- _What is asked_
Return every line from the records below that contains the word "waffle".

- _Records for processing_
Start

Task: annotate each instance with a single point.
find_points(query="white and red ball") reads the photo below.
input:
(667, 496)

End
Start

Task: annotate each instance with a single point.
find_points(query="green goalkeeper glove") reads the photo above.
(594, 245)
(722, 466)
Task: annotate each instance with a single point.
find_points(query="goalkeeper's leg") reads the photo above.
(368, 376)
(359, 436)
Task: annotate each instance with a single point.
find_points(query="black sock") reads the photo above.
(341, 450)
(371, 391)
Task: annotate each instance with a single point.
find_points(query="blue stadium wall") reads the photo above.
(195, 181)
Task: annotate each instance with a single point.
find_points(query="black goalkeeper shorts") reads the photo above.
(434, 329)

End
Start

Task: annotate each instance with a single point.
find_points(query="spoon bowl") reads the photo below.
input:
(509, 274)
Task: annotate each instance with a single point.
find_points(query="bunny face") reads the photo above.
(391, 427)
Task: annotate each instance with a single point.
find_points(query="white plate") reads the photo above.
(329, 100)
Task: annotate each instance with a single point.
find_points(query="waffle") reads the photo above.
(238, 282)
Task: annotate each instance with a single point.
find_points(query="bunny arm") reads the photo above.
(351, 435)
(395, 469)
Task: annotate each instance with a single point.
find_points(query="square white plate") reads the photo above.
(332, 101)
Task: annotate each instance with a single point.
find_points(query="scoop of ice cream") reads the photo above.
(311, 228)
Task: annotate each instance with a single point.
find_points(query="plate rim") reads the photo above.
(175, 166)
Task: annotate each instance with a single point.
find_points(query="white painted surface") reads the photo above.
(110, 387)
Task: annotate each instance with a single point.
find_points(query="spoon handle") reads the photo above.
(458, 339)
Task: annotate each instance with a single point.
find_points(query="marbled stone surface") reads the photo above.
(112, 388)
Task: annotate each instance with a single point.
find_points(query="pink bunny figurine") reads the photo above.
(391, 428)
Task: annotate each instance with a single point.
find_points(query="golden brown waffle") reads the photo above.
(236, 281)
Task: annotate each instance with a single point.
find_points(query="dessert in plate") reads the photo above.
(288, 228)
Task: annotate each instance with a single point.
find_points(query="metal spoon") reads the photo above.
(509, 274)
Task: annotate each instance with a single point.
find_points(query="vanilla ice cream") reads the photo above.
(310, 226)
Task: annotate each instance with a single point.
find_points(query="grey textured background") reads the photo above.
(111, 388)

End

- _Exercise solution_
find_points(query="waffle") reads the photo above.
find_points(query="golden brown waffle") reads the photo above.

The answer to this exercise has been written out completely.